**SELECTED TEXT:**
-------

Rayla and Callum’s dynamic in S1 similarly suckered me in. They take each other and audience through a wide range of emotions: fear, anger, happy surprise, worry, relief, humour, and just happiness. They, point blank, have a fun and engaging dynamic. They push each other, inspire change in one another, tease and care for one another, and call each other out on their crap. They’re friends and it’s easy to believe, which is what you would want for a found family dynamic that includes two of your three Main Characters.
But what leads to this believability? Well, good
2) Development
The Dragon Prince, as of the completion of its first Arc (s1-s3) consists of 27 episodes. The main trio, and Callum and Rayla by extension, meet in 1x02 and only grow to be on friendlier terms (aka Not Enemies) in 1x03. There’s also a few episodes that doesn’t provide much for group bonding, like 2x05 and 2x06. But, because I think 1x02 is incredibly important for Rayla and Callum’s dynamic even if it hardly has them on good terms, we’ll go from there. Thus, from 27 episodes we’re down to 24 episodes that also has to include a worldbuilding, and plenty of other characters who aren’t the main trio, and create and resolve conflict, and entirely separate plot points.
It’s not like Callum and Rayla don’t disagree or act poorly towards each other in all of those episodes, either. Sometimes they argue and treat each other like downright jerks (more on that here). But over time, they learn to disagree more respectively to not having a single actual fight in s2 and just one in s3, which is also quickly resolved.
I don’t think I’m remiss, then, in saying that while there are relationships that are just as distinct and well developed, Rayla and Callum are the relationship that has the largest amount of sheer screentime, even before s3. I’ve talked before about how even more ‘trio’ centred scenes in s1 usually hone a focus on Callum and Rayla’s relationship. This does not mean that Callum and Ezran’s, or Ezran and Rayla’s, relationship are not important, because they are, and the show treats them as such. Screentime just gets allotted differently sometimes.

-------

**DATA LISTING:**
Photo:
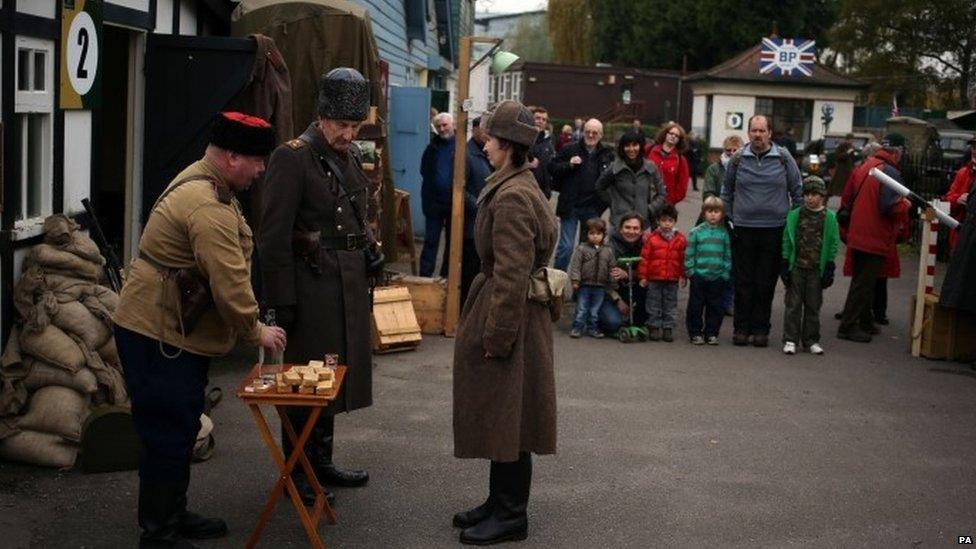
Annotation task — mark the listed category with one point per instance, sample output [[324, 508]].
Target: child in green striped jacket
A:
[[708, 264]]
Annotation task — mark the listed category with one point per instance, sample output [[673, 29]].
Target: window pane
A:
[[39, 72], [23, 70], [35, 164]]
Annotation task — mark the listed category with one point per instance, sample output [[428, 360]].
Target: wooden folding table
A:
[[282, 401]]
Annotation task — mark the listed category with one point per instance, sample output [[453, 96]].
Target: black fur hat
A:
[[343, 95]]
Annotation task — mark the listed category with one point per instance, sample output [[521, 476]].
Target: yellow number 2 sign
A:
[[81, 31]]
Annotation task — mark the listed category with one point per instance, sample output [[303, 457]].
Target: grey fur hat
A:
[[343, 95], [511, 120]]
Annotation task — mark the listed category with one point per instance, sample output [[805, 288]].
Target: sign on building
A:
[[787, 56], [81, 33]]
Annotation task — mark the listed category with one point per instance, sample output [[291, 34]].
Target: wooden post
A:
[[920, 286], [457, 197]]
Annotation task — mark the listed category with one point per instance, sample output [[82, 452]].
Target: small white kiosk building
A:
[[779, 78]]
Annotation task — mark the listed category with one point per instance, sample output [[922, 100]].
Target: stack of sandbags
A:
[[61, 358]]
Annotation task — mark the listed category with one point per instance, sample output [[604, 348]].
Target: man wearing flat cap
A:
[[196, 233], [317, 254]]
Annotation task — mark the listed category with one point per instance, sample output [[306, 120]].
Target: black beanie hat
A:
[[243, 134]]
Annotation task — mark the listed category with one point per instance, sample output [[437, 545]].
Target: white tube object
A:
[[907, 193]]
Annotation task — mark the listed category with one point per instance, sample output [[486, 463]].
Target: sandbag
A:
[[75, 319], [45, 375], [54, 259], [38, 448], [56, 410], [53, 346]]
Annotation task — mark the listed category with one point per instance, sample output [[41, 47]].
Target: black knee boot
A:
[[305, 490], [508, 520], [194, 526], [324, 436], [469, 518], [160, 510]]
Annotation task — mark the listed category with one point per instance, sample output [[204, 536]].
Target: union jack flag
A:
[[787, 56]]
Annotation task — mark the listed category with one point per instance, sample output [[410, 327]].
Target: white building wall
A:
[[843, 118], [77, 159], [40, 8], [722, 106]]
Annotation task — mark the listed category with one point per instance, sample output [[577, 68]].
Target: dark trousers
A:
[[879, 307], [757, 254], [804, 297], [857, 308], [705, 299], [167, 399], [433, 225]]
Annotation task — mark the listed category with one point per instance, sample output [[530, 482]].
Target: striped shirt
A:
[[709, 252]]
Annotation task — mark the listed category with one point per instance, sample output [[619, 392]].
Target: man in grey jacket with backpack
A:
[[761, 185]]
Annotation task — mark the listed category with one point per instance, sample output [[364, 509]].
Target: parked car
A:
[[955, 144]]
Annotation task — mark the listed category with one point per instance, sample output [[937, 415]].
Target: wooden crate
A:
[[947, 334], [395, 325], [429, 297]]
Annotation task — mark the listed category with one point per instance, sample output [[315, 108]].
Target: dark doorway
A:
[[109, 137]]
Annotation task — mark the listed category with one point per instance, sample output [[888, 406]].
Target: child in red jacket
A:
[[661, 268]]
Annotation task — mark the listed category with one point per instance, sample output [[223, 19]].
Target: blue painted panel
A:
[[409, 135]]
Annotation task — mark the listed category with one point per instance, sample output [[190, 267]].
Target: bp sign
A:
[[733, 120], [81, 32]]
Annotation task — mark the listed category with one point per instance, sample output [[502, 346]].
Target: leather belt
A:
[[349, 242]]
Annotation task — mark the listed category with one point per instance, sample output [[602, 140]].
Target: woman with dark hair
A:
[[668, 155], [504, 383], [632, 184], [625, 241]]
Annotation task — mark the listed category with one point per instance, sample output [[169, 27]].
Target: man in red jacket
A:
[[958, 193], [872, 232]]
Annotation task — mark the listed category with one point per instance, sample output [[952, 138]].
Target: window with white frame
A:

-------

**WORK INSTRUCTIONS:**
• a. Please quote the part of the Rayla and Callum piece that opens with the words containing "Rayla and Callum’s dynamic in" and closes with "three Main Characters.".
• b. Write what comes next in the Rayla and Callum piece, picking up after its final sentence.
The material plays no role in what is asked here.

**RESPONSES TO THE EXERCISE:**
• a.
Rayla and Callum’s dynamic in S1 similarly suckered me in. They take each other and audience through a wide range of emotions: fear, anger, happy surprise, worry, relief, humour, and just happiness. They, point blank, have a fun and engaging dynamic. They push each other, inspire change in one another, tease and care for one another, and call each other out on their crap. They’re friends and it’s easy to believe, which is what you would want for a found family dynamic that includes two of your three Main Characters.

• b.
But let’s do a quick break down at the main, season long persisting relationships. The trio (up until s1); Soren and Claudia (but not in every episode and they also spend a decent amount of time having separate plotlines); Callum and Ezran (up until s3); Viren and Aaravos (s2 & s3); Janai and Amaya (s3); Viren and his children (s1 & s3); Soren and Ezran (beginning of s2, & s3); Callum and Claudia (beginning of s1, & s2); Ezran and Rayla (until s3); Ezran and Zym (mostly s2).
Callum and Rayla? S1-S3, all the way through.
And because of that, Callum and Rayla’s relationship is incredibly multifaceted. And most of the problems they face — the initial arc at the castle; bonding and trust in s1; Soren and Claudia’s lies in S2; mourning and everything with Harrow; Dark Magic and the dragon; getting past Sol Regem; the Ghosting; whether to trust Nyx; whether to stay at the Spire or not — directly cater to developing and changing their relationship.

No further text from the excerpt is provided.